▶ [DATASET ENTRIES]:

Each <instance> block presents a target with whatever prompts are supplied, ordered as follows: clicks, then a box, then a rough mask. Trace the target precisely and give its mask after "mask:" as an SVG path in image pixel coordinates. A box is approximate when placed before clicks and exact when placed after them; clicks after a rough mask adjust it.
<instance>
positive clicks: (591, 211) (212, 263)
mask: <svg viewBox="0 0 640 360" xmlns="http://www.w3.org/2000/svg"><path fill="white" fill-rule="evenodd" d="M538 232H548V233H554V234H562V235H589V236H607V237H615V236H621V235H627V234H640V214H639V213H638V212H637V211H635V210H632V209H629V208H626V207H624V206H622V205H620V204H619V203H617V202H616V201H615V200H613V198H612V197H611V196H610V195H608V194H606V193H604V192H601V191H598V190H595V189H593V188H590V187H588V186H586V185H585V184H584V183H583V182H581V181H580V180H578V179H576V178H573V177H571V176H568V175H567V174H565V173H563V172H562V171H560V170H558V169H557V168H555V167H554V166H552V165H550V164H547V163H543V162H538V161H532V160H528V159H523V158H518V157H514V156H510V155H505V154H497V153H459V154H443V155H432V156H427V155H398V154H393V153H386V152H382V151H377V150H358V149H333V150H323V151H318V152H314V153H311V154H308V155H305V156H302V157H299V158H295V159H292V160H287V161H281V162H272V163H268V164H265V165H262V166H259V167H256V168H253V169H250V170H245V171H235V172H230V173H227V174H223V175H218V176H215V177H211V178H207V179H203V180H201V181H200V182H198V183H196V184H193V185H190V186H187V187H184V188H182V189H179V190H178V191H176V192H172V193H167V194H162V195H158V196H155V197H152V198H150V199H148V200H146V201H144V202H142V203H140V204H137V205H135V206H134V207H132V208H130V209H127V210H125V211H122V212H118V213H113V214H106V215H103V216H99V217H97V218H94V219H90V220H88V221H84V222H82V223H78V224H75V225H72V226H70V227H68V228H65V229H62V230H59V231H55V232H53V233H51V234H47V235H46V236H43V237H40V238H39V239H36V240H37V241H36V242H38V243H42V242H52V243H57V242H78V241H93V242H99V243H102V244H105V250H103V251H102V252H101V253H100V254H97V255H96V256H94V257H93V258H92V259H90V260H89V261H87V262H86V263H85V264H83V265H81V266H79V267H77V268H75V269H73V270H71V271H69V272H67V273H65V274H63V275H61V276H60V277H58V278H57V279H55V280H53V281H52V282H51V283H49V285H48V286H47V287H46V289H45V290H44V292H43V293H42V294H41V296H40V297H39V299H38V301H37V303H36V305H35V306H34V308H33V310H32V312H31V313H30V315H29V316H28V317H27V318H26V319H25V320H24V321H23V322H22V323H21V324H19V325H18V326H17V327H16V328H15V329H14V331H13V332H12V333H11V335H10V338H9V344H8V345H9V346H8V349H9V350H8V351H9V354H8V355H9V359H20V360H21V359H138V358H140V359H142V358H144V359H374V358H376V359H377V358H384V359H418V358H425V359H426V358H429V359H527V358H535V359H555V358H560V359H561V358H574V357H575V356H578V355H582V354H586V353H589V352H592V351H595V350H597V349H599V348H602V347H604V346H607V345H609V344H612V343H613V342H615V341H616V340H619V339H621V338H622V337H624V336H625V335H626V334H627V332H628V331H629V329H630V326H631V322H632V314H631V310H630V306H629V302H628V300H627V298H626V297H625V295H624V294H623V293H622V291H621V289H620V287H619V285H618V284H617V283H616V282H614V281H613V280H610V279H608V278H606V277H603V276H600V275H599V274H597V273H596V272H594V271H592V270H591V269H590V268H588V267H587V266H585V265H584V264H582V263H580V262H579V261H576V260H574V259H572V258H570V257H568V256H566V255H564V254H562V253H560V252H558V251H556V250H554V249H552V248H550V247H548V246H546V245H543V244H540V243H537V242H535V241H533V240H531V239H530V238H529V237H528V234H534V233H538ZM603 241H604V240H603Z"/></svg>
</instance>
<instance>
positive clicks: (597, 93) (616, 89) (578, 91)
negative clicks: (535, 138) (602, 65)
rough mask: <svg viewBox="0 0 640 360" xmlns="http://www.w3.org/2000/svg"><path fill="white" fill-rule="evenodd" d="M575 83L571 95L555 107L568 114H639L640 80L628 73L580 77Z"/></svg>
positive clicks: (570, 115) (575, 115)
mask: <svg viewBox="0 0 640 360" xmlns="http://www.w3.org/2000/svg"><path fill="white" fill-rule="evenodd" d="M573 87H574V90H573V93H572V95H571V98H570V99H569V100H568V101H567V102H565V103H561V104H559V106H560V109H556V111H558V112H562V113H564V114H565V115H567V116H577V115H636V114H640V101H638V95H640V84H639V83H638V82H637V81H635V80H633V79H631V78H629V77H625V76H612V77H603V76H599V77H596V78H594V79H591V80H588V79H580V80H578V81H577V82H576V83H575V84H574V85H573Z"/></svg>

▶ [DIRECTIONS FOR THIS TASK]:
Copy every record precisely, omitting nothing.

▶ [TASK RESPONSE]:
Each <instance> block presents a target with whatever prompts are supplied, ordered as follows: clicks, then a box, then a rough mask. Trace the target precisely and give its mask after "mask:" as an SVG path in image pixel coordinates. A box is approximate when placed before clicks and exact when placed after them; clicks after a rough mask adjust it.
<instance>
positive clicks: (591, 211) (212, 263)
mask: <svg viewBox="0 0 640 360" xmlns="http://www.w3.org/2000/svg"><path fill="white" fill-rule="evenodd" d="M538 232H548V233H554V234H562V235H589V236H607V237H615V236H621V235H627V234H640V214H639V213H638V212H637V211H635V210H632V209H629V208H626V207H624V206H622V205H620V204H619V203H617V202H616V201H615V200H613V198H612V197H611V196H610V195H608V194H606V193H604V192H601V191H598V190H595V189H593V188H590V187H588V186H586V185H585V184H584V183H583V182H581V181H580V180H578V179H576V178H573V177H571V176H568V175H567V174H565V173H563V172H562V171H560V170H558V169H557V168H555V167H554V166H552V165H550V164H547V163H543V162H538V161H532V160H528V159H523V158H518V157H514V156H510V155H505V154H497V153H459V154H443V155H432V156H427V155H398V154H393V153H386V152H382V151H377V150H358V149H333V150H323V151H318V152H314V153H311V154H308V155H305V156H302V157H299V158H295V159H292V160H287V161H281V162H272V163H268V164H265V165H262V166H259V167H256V168H253V169H250V170H245V171H235V172H230V173H227V174H223V175H218V176H215V177H211V178H207V179H203V180H201V181H200V182H198V183H196V184H193V185H190V186H187V187H184V188H182V189H179V190H178V191H176V192H172V193H167V194H162V195H158V196H155V197H152V198H150V199H148V200H146V201H144V202H142V203H140V204H137V205H135V206H134V207H132V208H130V209H127V210H125V211H122V212H118V213H113V214H106V215H103V216H99V217H97V218H94V219H90V220H88V221H84V222H82V223H78V224H75V225H72V226H70V227H68V228H65V229H62V230H59V231H55V232H53V233H51V234H47V235H46V236H43V237H40V238H39V239H36V240H37V241H36V242H38V243H42V242H52V243H57V242H78V241H93V242H99V243H102V244H105V250H103V251H102V252H101V253H100V254H97V255H96V256H94V257H93V258H92V259H90V260H89V261H87V262H86V263H85V264H83V265H81V266H79V267H77V268H75V269H73V270H71V271H69V272H67V273H65V274H63V275H61V276H60V277H58V278H57V279H55V280H53V281H52V282H51V283H49V285H48V286H47V287H46V289H45V290H44V292H43V293H42V294H41V296H40V297H39V299H38V301H37V303H36V305H35V306H34V308H33V310H32V312H31V313H30V315H29V316H28V317H27V318H26V319H25V320H24V321H23V322H22V323H21V324H19V325H18V326H17V327H16V328H15V329H14V331H13V332H12V333H11V335H10V338H9V344H8V345H9V346H8V349H9V350H8V351H9V354H8V355H9V359H20V360H21V359H138V358H140V359H142V358H144V359H374V358H376V359H377V358H384V359H418V358H425V359H426V358H429V359H527V358H535V359H555V358H560V359H561V358H574V357H575V356H578V355H582V354H586V353H589V352H592V351H595V350H597V349H599V348H602V347H604V346H607V345H609V344H612V343H613V342H615V341H616V340H619V339H621V338H622V337H624V336H625V335H626V334H627V332H628V331H629V329H630V326H631V322H632V314H631V310H630V306H629V302H628V300H627V298H626V297H625V295H624V294H623V293H622V291H621V289H620V287H619V285H618V284H617V283H616V282H614V281H613V280H610V279H608V278H606V277H603V276H600V275H599V274H597V273H596V272H594V271H592V270H591V269H590V268H588V267H587V266H585V265H584V264H582V263H580V262H579V261H576V260H574V259H572V258H570V257H568V256H566V255H564V254H562V253H560V252H558V251H556V250H554V249H552V248H550V247H548V246H546V245H543V244H540V243H537V242H535V241H533V240H531V239H530V238H529V237H528V234H534V233H538ZM603 241H604V240H603Z"/></svg>
</instance>
<instance>
positive clicks: (597, 93) (616, 89) (578, 91)
negative clicks: (535, 138) (602, 65)
rough mask: <svg viewBox="0 0 640 360" xmlns="http://www.w3.org/2000/svg"><path fill="white" fill-rule="evenodd" d="M575 83L571 95L555 107L568 114H639L640 80L628 73L580 77Z"/></svg>
positive clicks: (570, 115) (575, 115)
mask: <svg viewBox="0 0 640 360" xmlns="http://www.w3.org/2000/svg"><path fill="white" fill-rule="evenodd" d="M573 87H574V90H573V93H572V95H571V98H570V99H569V100H568V101H567V102H565V103H561V104H559V106H560V109H556V111H558V112H562V113H564V114H565V115H567V116H577V115H636V114H640V101H638V95H640V84H639V83H638V82H637V81H635V80H633V79H631V78H629V77H625V76H612V77H603V76H599V77H596V78H594V79H591V80H588V79H580V80H578V81H577V82H576V83H575V84H574V85H573Z"/></svg>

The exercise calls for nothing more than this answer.